[Source records]
<<<<

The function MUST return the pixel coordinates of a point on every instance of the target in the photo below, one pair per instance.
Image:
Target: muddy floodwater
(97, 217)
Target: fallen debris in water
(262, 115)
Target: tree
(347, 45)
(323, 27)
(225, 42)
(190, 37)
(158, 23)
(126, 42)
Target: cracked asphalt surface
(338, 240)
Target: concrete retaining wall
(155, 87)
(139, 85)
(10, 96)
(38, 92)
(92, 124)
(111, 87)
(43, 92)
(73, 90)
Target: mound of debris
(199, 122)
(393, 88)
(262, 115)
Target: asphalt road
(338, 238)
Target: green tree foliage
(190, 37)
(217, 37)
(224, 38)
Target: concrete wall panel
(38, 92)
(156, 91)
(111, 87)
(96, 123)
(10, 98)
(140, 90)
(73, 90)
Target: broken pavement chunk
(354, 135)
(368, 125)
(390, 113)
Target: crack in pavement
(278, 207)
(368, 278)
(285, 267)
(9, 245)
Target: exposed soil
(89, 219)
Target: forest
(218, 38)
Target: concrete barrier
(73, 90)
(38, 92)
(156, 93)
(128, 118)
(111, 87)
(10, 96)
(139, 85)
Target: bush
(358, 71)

>>>>
<<<<

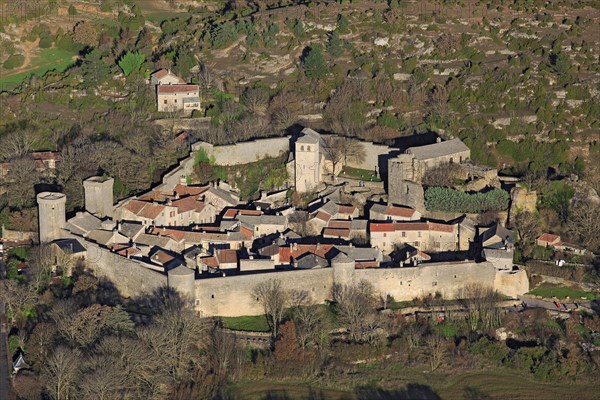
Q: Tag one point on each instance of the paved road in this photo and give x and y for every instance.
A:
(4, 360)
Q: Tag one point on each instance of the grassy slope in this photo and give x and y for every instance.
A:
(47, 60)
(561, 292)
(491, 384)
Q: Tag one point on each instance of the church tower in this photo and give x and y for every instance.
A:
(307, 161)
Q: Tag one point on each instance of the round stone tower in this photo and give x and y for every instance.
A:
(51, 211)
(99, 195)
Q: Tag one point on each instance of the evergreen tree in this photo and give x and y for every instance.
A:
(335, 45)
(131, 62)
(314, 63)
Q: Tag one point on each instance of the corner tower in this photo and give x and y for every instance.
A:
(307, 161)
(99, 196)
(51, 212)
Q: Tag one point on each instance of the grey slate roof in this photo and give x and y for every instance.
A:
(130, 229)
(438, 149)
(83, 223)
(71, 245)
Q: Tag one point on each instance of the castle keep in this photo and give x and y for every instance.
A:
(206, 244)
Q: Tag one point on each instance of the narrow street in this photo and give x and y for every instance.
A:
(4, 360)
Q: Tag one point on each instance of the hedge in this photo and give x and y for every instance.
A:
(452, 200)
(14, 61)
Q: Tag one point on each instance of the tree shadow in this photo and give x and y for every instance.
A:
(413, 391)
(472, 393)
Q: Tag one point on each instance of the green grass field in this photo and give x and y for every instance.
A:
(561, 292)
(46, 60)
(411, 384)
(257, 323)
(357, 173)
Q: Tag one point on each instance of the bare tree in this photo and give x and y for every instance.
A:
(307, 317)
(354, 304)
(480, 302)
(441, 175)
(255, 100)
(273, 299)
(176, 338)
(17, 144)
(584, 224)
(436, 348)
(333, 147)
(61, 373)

>>>>

# What needs to be done:
Return each line of the data where the word "tower" appears.

# Task response:
Q: Tag one point on each instance of the church tower in this photo and give x and y for every instance.
Q: Tag one point on each instance of the round stone tower in this photo and give x and y for every instance.
Q: Tag one point on each instance of the corner tower in this photo and give x and y for every instance.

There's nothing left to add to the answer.